Concert | Visiting Orchestras
Floating Chants
Valentin Lebedev, “Noten des Waldes”, from: “Im Blickpunkt unserer Epoche. Bilder sowjetischer Meisterfotografen”, Leipzig 1975
Nine eleven. In this concert, this day becomes one of musical remembrance. There is hardly a more impressive, more challenging work in the history of contemporary music than Luigi Nono’s “Canto sospeso,” which translates as “The Suspended Song,” and is based on farewell letters by resistance fighters who have been condemned to death. These men, some of whom are still very young, describe their own disappearance - just like the breathing, whispering solo clarinet in Mark Andre’s Requiem composition “über”.
The madrigals of the Renaissance composer and theorist Nicola Vicentino, as well as Robert Schumann’s “Manfred Overture”, were important inspirations for Nono’s composition. The pure intonation in the early choral pieces produces a fine microtonality in the harmony, while the first chords in Schumann’s music override the metre. Here too, suspended sounds.

**SUPPLIED DATA:**
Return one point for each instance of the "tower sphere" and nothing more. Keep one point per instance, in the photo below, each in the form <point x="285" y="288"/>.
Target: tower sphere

**INSTRUCTIONS FOR THE TASK:**
Return the entire program note on Nono's "Canto sospeso" word for word. Work only from the program note; the data plays no part here.

**COMPLETED EXERCISE:**
Concert | Visiting Orchestras
Floating Chants
Valentin Lebedev, “Noten des Waldes”, from: “Im Blickpunkt unserer Epoche. Bilder sowjetischer Meisterfotografen”, Leipzig 1975
Nine eleven. In this concert, this day becomes one of musical remembrance. There is hardly a more impressive, more challenging work in the history of contemporary music than Luigi Nono’s “Canto sospeso,” which translates as “The Suspended Song,” and is based on farewell letters by resistance fighters who have been condemned to death. These men, some of whom are still very young, describe their own disappearance - just like the breathing, whispering solo clarinet in Mark Andre’s Requiem composition “über”.
The madrigals of the Renaissance composer and theorist Nicola Vicentino, as well as Robert Schumann’s “Manfred Overture”, were important inspirations for Nono’s composition. The pure intonation in the early choral pieces produces a fine microtonality in the harmony, while the first chords in Schumann’s music override the metre. Here too, suspended sounds.